§ INSTRUCTION
Extract the complete listing and output it unchanged.

[start]

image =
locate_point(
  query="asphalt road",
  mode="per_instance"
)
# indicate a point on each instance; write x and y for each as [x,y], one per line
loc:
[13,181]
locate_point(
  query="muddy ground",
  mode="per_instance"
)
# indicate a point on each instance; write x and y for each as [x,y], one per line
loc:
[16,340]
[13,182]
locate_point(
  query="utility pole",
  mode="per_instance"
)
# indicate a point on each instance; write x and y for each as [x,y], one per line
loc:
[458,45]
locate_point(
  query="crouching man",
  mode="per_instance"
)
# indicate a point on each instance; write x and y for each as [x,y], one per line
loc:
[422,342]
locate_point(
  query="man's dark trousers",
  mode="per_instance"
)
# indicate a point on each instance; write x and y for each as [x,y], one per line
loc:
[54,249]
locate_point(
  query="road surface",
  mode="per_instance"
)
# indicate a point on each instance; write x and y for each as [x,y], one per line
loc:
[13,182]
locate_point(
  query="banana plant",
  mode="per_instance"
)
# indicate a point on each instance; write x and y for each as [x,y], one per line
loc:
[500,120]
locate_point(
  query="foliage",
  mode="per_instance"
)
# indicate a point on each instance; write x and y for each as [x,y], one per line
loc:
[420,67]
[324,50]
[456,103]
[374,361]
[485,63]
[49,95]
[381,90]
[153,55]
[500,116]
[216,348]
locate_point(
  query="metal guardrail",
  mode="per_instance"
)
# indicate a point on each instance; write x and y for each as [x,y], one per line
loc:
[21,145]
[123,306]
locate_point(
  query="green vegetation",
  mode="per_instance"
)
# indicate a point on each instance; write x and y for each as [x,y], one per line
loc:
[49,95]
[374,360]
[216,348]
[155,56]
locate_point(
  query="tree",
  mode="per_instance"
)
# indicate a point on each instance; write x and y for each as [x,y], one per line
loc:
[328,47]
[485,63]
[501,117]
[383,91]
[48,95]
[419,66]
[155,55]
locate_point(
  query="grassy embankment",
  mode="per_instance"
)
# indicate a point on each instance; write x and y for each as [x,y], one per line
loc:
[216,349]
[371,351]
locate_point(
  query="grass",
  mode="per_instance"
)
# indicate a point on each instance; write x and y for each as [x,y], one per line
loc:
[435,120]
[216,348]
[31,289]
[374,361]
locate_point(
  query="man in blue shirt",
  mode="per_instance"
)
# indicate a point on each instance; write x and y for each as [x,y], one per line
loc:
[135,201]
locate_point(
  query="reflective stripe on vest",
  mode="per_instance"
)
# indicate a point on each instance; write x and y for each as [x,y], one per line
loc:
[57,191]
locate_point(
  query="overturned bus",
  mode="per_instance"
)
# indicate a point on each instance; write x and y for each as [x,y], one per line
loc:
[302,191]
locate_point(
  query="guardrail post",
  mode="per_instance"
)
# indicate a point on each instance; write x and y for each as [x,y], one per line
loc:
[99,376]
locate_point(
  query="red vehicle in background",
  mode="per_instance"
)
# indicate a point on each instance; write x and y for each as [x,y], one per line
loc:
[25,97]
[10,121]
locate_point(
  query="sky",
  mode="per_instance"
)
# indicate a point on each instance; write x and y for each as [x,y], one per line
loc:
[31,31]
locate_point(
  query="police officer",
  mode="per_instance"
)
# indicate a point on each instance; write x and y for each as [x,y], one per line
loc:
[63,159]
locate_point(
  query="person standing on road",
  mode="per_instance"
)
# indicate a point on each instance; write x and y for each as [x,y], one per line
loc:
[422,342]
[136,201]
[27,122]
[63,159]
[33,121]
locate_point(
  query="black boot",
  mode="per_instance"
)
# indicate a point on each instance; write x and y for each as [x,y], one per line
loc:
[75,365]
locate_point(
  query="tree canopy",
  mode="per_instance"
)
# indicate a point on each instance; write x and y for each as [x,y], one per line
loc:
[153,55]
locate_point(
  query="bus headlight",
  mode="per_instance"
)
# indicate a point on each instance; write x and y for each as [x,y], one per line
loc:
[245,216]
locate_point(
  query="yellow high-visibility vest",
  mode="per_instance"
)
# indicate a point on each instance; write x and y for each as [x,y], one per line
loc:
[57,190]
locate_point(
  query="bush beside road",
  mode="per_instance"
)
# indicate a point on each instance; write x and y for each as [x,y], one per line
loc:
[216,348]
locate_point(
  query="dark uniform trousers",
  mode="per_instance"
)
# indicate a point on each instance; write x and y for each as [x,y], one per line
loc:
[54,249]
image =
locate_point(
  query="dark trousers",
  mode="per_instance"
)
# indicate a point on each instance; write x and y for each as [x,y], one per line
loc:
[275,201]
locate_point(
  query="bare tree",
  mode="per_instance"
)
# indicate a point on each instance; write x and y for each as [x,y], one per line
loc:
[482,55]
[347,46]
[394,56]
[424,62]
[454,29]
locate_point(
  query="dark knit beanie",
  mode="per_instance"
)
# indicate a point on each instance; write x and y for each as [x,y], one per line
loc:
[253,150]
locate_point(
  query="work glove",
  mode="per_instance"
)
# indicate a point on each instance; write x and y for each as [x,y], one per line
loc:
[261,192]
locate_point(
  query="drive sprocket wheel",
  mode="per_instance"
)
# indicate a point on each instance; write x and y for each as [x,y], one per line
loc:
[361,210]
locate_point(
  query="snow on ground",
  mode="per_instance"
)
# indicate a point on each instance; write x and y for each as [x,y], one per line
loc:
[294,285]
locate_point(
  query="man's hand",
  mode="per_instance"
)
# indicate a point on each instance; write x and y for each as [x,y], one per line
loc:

[end]

§ ANSWER TO THE PROBLEM
image =
locate_point(
  query="asphalt road",
  mode="per_instance"
)
# indicate a point on each instance; write x and y for each as [x,y], one per line
loc:
[13,181]
locate_point(
  query="muddy ground",
  mode="per_instance"
)
# indicate a point on each instance; write x and y for each as [x,y], one per line
loc:
[16,340]
[13,182]
locate_point(
  query="utility pole",
  mode="per_instance"
)
# indicate a point on each instance; write x and y for each as [x,y], one per line
loc:
[458,45]
locate_point(
  query="crouching man",
  mode="per_instance"
)
# indicate a point on each instance; write x and y for each as [x,y], one per line
loc:
[422,342]
locate_point(
  query="man's dark trousers",
  mode="per_instance"
)
# indicate a point on each instance; write x and y for each as [x,y], one per line
loc:
[54,249]
locate_point(
  query="road surface",
  mode="per_instance"
)
# indicate a point on each instance; write x and y for each as [x,y], one per line
loc:
[13,182]
locate_point(
  query="banana plant",
  mode="per_instance"
)
# indicate a point on each instance; write x and y for each as [x,y], one per line
loc:
[500,120]
locate_point(
  query="foliage",
  mode="per_instance"
)
# indicate a point on each instance; write x and y for each as [x,y], one per line
loc:
[420,67]
[324,50]
[456,103]
[374,361]
[485,63]
[49,95]
[381,90]
[153,55]
[500,116]
[216,348]
locate_point(
  query="metal guardrail",
  mode="per_instance"
)
# indicate a point on each instance; write x and y for each as [x,y], one per line
loc:
[21,145]
[123,306]
locate_point(
  query="green vegetation",
  mode="per_instance"
)
# indicate a point on each instance; write x and y for each as [x,y], one per line
loc:
[49,95]
[374,360]
[216,348]
[155,56]
locate_point(
  query="tree",
  mode="per_instance"
)
# indicate a point on each instance; write x and y for each as [x,y], one per line
loc:
[328,47]
[485,63]
[501,117]
[383,91]
[48,95]
[419,66]
[155,55]
locate_point(
  query="grassy embankment",
  mode="per_instance"
)
# indicate a point on each instance; write x and y for each as [x,y], one per line
loc:
[216,349]
[371,351]
locate_point(
  query="grass",
  mode="per_instance"
)
# indicate a point on each instance; write x and y for each as [x,y], one per line
loc:
[435,120]
[216,348]
[31,289]
[374,361]
locate_point(
  query="man in blue shirt",
  mode="per_instance"
)
# indicate a point on each instance; write x and y for each as [x,y], one per line
loc:
[135,201]
locate_point(
  query="reflective stripe on vest",
  mode="per_instance"
)
# indicate a point on each instance; write x and y for each as [x,y], one per line
loc:
[57,191]
locate_point(
  query="overturned bus",
  mode="per_instance"
)
# indicate a point on each instance; write x and y for each as [x,y], one per line
loc:
[302,191]
locate_point(
  query="guardrail post",
  mode="per_instance"
)
# indicate a point on each instance; write x and y for each as [x,y], one per line
loc:
[99,376]
locate_point(
  query="red vehicle in background",
  mode="per_instance"
)
# indicate a point on each instance; write x and y for each as [x,y], one per line
loc:
[25,97]
[10,121]
locate_point(
  query="sky",
  mode="per_instance"
)
# indicate a point on each instance; write x and y for each as [x,y], one per line
loc:
[31,31]
locate_point(
  query="police officer",
  mode="per_instance"
)
# indicate a point on each instance; write x and y for each as [x,y], one per line
loc:
[63,159]
locate_point(
  query="person standing on road",
  mode="per_instance"
)
# indicate a point on each instance; write x and y for each as [x,y], one per line
loc:
[422,342]
[136,201]
[27,122]
[63,159]
[33,121]
locate_point(
  query="black boot",
  mode="per_instance"
)
# indicate a point on each instance; write x and y for each as [x,y], one per line
loc:
[75,365]
locate_point(
  query="tree canopy",
  mode="per_instance"
)
# indicate a point on each instance; write x and y for each as [x,y], one per line
loc:
[153,55]
locate_point(
  query="bus headlight",
  mode="per_instance"
)
# indicate a point on each instance; write x and y for each as [x,y], one per line
loc:
[245,216]
locate_point(
  query="yellow high-visibility vest",
  mode="per_instance"
)
# indicate a point on each instance; write x and y for each as [x,y], one per line
loc:
[57,190]
locate_point(
  query="bush beside road",
  mode="per_instance"
)
# indicate a point on each instance; write x and y for each as [x,y], one per line
loc:
[216,348]
locate_point(
  query="dark uniform trousers",
  mode="per_instance"
)
# indicate a point on each instance; write x and y for each as [x,y], one per line
loc:
[54,249]
image =
locate_point(
  query="dark trousers",
  mode="per_instance"
)
# indicate a point on each instance; write x and y for each as [x,y], one per line
loc:
[275,201]
locate_point(
  query="bare tree",
  mode="per_instance"
)
# indicate a point on each instance; write x and y for each as [x,y], one per line
loc:
[482,55]
[347,46]
[394,56]
[424,62]
[454,29]
locate_point(
  query="dark knit beanie",
  mode="per_instance"
)
# indicate a point on each instance; write x and y for each as [x,y], one per line
loc:
[253,150]
locate_point(
  query="work glove",
  mode="per_instance"
)
# indicate a point on each instance; write x and y for each as [x,y], one per line
loc:
[261,192]
locate_point(
  query="drive sprocket wheel",
  mode="per_instance"
)
# indicate a point on each instance; write x and y for each as [x,y], one per line
loc:
[361,210]
locate_point(
  query="snow on ground",
  mode="per_instance"
)
# indicate a point on each instance; write x and y for each as [x,y], one per line
loc:
[294,285]
locate_point(
  query="man's hand",
  mode="per_instance"
)
# indicate a point on each instance; write x and y for each as [x,y], one per line
loc:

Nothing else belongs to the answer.